WHAT IS ASKED:
1. Answer these three questions about the script diff:
(a) What value is assigned to L?
(b) After the update, what array is bond_dims set to?
(c) Which module does the update newly import?
2. Duplicate the stretch of the script diff from "-for i, OMEGA" through "mps = mps.ortho()".
3. List the names of all keyword arguments passed in the call to als in the script diff.

QUOTED PASSAGE:
================

Update hpc script

src/hpc/contact_process_stat_exc.py

@@ -1,11 +1,10 @@
 """
 Do static simulations for first excited state
 """
-
 import logging
 import numpy as np
+import sys
 import time
-from datetime import datetime
 
 import scikit_tt.tensor_train as tt
 from scikit_tt.solvers.evp import als
@@ -15,114 +14,124 @@
                                  compute_site_expVal, compute_expVal, compute_entanglement_spectrum,
                                  construct_basis_mps, compute_overlap)
 
-logger = logging.getLogger(__name__)
-log_filename = datetime.now().strftime("%Y-%m-%d_%H-%M-%S.log")
-logging.basicConfig(filename="/scratch/nguyed99/qcp-1d/logging/" + log_filename, level=logging.INFO)
-
-# path for results
-PATH = "/scratch/nguyed99/qcp-1d/results/"
+OUTPUT_PATH = "/scratch/nguyed99/qcp-1d/results/"
+LOG_PATH = "/scratch/nguyed99/qcp-1d/logging/"
 
 # system parameters
 L = 50
 d = 2
-OMEGAS = np.linspace(0.5, 10, 10)
 
 # TN algorithm parameters
-bond_dims = np.array([50, 70])
+bond_dims = np.array([35, 50])
 conv_eps = 1e-6
 
-### Stationary simulation
-logger.info("Stationary simulation")
-eval_0 = np.zeros((bond_dims.shape[0], OMEGAS.shape[0]))
-eval_1 = np.zeros((bond_dims.shape[0], OMEGAS.shape[0]))
-evp_residual = np.zeros((bond_dims.shape[0], OMEGAS.shape[0]))
-spectral_gaps = np.zeros(len(OMEGAS))
-n_s = np.zeros((bond_dims.shape[0], OMEGAS.shape[0]))
-entanglement_spectrum = np.zeros((OMEGAS.shape[0], bond_dims[-1] * d**2))  # d² * bond_dim
-purities = np.zeros(len(OMEGAS))
-correlations = np.zeros((len(OMEGAS), L - 1))
-dens_dens_corr = np.zeros((len(OMEGAS), L - 1))
-
 ### observable operator
 number_op = np.array([[0, 0], [0, 1]])
 number_op.reshape((1, 2, 2, 1))
 number_mpo = [None]
 number_mpo = tt.TT(number_op)
 
-for i, OMEGA in enumerate(OMEGAS):
-    for j, bond_dim in enumerate(bond_dims):
-        logger.info(f"Run ALS for {L=}, {OMEGA=} and {bond_dim=}")
-        lindblad = construct_lindblad(gamma=1.0, omega=OMEGA, L=L)
-        lindblad_hermitian = lindblad.transpose(conjugate=True) @ lindblad
-
-        mps = tt.ones(row_dims=L * [4], col_dims=L * [1], ranks=bond_dim)
-        mps = mps.ortho()
-        mps = (1 / mps.norm()**2) * mps
-        time1 = time.time()
-        eigenvalues, eigentensors, _ = als(lindblad_hermitian, mps, number_ev=2, repeats=10, conv_eps=conv_eps, sigma=0)
-        time2 = time.time()
-        logger.info(f"Elapsed time: {time2 - time1} seconds")

================

(Location identification items)
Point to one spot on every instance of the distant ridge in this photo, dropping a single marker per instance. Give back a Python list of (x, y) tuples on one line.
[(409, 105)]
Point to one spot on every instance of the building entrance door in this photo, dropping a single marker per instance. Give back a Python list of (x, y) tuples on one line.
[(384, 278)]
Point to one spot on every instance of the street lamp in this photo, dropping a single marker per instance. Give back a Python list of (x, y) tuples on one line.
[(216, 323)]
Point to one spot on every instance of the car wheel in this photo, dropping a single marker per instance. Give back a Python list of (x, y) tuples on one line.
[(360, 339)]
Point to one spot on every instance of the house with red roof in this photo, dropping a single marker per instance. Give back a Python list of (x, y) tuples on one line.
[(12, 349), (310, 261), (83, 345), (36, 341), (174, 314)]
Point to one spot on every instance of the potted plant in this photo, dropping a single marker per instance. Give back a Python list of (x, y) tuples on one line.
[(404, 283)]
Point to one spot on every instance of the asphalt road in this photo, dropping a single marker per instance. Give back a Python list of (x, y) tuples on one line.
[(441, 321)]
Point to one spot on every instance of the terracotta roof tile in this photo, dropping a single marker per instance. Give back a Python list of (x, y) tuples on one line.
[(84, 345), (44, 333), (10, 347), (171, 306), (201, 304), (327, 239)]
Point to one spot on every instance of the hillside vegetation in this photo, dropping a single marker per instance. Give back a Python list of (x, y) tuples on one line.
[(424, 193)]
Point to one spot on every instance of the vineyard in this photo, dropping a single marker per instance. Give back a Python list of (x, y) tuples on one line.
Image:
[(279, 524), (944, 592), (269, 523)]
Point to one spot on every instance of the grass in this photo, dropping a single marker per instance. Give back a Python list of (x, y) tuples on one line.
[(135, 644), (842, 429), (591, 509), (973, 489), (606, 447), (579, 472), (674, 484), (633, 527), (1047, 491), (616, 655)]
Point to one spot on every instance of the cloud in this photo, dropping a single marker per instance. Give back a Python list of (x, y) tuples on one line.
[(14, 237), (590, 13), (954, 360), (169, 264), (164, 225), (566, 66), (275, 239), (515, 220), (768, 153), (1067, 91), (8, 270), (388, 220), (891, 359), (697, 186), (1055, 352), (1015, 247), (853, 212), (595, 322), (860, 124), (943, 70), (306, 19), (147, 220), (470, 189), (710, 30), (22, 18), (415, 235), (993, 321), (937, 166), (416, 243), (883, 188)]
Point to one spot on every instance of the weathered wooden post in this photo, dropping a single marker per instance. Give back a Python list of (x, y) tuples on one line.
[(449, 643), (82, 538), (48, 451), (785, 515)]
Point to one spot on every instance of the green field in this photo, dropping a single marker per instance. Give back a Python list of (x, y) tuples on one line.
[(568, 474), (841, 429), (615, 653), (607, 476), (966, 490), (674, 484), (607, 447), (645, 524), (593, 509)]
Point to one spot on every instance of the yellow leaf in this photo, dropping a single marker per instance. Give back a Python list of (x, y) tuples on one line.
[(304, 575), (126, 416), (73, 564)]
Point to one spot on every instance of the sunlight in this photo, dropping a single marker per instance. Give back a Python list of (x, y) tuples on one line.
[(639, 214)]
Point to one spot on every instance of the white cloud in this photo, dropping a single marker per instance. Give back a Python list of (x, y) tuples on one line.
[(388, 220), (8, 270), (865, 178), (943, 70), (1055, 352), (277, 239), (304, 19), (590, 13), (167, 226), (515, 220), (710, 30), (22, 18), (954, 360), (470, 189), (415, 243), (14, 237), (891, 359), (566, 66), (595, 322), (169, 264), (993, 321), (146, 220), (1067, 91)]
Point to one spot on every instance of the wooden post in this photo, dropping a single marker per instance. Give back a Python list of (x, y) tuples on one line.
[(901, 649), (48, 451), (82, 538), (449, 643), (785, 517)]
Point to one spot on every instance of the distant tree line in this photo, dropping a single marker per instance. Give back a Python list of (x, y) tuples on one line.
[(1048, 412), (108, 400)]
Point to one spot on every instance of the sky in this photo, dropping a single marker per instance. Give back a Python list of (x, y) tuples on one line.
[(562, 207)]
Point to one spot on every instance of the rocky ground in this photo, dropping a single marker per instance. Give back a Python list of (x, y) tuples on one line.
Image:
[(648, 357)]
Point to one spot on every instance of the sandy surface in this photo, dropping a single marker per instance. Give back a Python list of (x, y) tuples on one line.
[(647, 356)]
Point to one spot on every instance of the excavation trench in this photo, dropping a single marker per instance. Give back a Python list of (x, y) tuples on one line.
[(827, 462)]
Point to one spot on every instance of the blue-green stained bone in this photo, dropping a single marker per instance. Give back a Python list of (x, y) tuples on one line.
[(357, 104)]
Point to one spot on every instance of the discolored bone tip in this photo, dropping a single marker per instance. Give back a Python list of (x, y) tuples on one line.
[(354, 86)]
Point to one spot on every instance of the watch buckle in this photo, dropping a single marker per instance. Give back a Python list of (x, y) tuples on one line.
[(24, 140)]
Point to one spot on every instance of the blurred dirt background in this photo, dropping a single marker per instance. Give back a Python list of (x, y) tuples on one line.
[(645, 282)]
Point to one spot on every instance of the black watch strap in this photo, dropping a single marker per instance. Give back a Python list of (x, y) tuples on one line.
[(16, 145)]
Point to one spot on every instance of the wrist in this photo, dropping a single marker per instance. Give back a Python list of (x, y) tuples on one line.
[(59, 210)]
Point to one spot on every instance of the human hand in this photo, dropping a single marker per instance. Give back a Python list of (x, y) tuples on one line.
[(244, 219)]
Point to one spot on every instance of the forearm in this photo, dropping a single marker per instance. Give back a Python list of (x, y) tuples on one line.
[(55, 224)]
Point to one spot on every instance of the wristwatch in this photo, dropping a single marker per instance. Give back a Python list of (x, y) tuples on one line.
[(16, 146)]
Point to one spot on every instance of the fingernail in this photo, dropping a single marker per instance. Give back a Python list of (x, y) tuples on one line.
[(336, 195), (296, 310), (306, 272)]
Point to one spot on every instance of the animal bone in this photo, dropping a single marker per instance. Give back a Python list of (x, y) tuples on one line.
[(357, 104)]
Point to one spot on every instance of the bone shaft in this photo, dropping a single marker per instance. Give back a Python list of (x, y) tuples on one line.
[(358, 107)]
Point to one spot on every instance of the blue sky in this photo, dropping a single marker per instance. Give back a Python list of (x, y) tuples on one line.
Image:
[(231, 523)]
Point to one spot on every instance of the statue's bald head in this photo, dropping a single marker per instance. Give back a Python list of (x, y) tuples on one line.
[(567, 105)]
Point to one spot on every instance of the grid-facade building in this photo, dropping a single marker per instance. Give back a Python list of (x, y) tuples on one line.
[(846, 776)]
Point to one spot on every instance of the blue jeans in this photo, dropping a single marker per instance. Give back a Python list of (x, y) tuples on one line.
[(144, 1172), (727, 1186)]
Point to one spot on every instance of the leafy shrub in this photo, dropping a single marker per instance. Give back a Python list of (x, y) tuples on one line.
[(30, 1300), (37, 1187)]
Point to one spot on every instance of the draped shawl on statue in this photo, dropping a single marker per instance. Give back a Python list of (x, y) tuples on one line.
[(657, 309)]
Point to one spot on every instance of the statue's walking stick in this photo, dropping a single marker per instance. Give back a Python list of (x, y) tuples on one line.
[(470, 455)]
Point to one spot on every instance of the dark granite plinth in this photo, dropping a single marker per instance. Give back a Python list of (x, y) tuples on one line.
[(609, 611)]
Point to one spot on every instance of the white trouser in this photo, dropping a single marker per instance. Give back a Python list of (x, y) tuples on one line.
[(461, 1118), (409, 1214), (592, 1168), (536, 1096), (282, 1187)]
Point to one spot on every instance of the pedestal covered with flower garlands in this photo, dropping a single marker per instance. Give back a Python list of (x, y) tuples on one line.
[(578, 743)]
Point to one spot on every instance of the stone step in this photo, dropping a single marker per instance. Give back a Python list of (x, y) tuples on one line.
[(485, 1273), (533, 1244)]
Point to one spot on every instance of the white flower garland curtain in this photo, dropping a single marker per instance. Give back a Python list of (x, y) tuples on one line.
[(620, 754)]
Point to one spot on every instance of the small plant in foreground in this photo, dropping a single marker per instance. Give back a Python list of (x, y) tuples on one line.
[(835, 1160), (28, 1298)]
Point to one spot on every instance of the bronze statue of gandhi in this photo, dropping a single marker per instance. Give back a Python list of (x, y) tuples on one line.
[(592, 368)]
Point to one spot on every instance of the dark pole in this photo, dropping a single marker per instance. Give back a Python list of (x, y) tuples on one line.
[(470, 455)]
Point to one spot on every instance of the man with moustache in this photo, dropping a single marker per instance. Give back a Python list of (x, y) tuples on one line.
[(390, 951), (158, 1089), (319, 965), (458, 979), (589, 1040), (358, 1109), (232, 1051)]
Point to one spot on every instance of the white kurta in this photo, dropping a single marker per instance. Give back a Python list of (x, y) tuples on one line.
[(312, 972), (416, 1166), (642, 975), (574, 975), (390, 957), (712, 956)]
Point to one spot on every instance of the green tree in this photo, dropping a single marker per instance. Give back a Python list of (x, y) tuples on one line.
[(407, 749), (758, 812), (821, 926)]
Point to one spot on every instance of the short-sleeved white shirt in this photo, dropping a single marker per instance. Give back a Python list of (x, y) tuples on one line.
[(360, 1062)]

================

ANSWER LIST:
1.
(a) 50
(b) np.array([35, 50])
(c) sys

2.
-for i, OMEGA in enumerate(OMEGAS):
-    for j, bond_dim in enumerate(bond_dims):
-        logger.info(f"Run ALS for {L=}, {OMEGA=} and {bond_dim=}")
-        lindblad = construct_lindblad(gamma=1.0, omega=OMEGA, L=L)
-        lindblad_hermitian = lindblad.transpose(conjugate=True) @ lindblad
-
-        mps = tt.ones(row_dims=L * [4], col_dims=L * [1], ranks=bond_dim)
-        mps = mps.ortho()

3. number_ev, repeats, conv_eps, sigma